▶ **INSTRUCTIONS TO FOLLOW**: Find and copy each line of the data that includes "black".
(WORKING DATA)
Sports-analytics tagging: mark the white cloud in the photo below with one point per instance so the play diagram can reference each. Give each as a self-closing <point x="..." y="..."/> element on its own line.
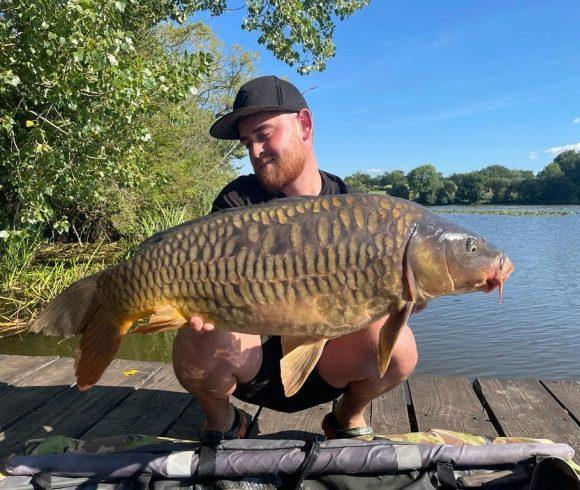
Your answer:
<point x="556" y="150"/>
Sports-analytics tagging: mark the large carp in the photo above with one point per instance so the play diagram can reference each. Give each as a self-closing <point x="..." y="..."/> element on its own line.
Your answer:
<point x="307" y="268"/>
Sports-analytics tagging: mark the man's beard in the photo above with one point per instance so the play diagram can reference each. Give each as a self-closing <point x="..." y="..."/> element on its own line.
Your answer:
<point x="281" y="170"/>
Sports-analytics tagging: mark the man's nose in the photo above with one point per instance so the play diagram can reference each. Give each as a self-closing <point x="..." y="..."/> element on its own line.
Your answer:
<point x="255" y="149"/>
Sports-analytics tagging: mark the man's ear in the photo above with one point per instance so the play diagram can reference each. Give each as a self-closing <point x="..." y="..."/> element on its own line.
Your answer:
<point x="306" y="123"/>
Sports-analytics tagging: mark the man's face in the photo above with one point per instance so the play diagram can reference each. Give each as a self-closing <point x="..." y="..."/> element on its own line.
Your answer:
<point x="275" y="146"/>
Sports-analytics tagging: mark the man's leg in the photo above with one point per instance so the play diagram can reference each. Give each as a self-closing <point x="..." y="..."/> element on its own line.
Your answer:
<point x="352" y="360"/>
<point x="209" y="365"/>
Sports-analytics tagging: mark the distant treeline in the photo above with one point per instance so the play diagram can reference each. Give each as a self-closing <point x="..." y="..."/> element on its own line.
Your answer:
<point x="557" y="183"/>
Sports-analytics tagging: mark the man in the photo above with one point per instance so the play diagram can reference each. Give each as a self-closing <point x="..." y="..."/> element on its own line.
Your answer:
<point x="271" y="118"/>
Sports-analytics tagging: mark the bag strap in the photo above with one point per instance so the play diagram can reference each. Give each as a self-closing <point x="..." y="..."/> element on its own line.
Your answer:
<point x="42" y="481"/>
<point x="311" y="449"/>
<point x="207" y="460"/>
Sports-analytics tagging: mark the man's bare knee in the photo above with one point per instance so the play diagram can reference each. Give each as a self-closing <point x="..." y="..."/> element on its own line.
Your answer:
<point x="405" y="356"/>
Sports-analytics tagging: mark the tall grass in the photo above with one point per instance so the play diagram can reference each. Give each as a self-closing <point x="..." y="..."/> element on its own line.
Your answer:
<point x="159" y="218"/>
<point x="33" y="272"/>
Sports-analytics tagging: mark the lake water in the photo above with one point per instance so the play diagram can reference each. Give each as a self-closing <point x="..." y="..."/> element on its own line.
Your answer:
<point x="534" y="332"/>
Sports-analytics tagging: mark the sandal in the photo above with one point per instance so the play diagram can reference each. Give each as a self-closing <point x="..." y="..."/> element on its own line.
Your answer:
<point x="239" y="430"/>
<point x="332" y="430"/>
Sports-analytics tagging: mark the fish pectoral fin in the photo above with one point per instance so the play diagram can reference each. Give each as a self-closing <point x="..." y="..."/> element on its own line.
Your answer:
<point x="299" y="361"/>
<point x="390" y="333"/>
<point x="165" y="317"/>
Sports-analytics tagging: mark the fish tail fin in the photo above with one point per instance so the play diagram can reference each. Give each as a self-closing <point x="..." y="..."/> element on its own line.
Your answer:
<point x="79" y="310"/>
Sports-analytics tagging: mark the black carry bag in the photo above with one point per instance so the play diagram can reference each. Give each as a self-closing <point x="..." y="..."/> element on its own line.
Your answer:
<point x="256" y="464"/>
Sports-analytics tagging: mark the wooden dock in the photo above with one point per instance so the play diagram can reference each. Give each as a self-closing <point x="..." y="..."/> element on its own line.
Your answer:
<point x="38" y="399"/>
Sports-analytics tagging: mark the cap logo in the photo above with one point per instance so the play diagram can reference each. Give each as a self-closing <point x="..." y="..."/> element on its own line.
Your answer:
<point x="241" y="99"/>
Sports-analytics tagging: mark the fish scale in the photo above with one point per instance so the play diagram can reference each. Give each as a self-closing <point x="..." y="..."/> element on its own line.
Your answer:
<point x="306" y="248"/>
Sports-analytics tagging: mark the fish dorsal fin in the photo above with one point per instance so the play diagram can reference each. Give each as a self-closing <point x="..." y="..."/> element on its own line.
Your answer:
<point x="166" y="317"/>
<point x="390" y="333"/>
<point x="300" y="357"/>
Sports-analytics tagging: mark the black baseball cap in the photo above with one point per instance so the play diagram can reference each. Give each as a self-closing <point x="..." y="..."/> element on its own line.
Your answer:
<point x="261" y="94"/>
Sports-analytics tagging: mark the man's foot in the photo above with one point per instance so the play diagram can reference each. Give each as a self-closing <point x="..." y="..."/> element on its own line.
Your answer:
<point x="239" y="428"/>
<point x="332" y="430"/>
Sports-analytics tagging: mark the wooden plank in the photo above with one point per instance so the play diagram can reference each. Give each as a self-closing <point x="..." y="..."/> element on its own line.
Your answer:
<point x="13" y="368"/>
<point x="568" y="394"/>
<point x="389" y="413"/>
<point x="73" y="412"/>
<point x="151" y="410"/>
<point x="448" y="403"/>
<point x="32" y="391"/>
<point x="524" y="408"/>
<point x="304" y="425"/>
<point x="191" y="421"/>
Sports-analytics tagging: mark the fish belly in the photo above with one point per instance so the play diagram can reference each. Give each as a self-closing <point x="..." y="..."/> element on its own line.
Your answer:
<point x="321" y="267"/>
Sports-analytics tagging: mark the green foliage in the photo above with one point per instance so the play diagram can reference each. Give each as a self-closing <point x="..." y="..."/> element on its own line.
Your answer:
<point x="186" y="167"/>
<point x="32" y="273"/>
<point x="558" y="183"/>
<point x="424" y="184"/>
<point x="394" y="183"/>
<point x="73" y="85"/>
<point x="81" y="80"/>
<point x="360" y="181"/>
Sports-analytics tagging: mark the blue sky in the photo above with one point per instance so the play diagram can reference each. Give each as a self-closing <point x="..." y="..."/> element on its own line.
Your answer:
<point x="459" y="84"/>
(End WORKING DATA)
▶ **REPLY TO THE TASK**:
Sports-analytics tagging: mark the black carry bag in the photo above with one point per instance so the play diagram can reference each. Give each as a self-closing <point x="..." y="..."/> element on its own line.
Sports-analytics tagging: mark the black baseball cap in the photo above with one point per instance so the play diagram can reference each. Give each as a self-closing <point x="..." y="..."/> element on its own line.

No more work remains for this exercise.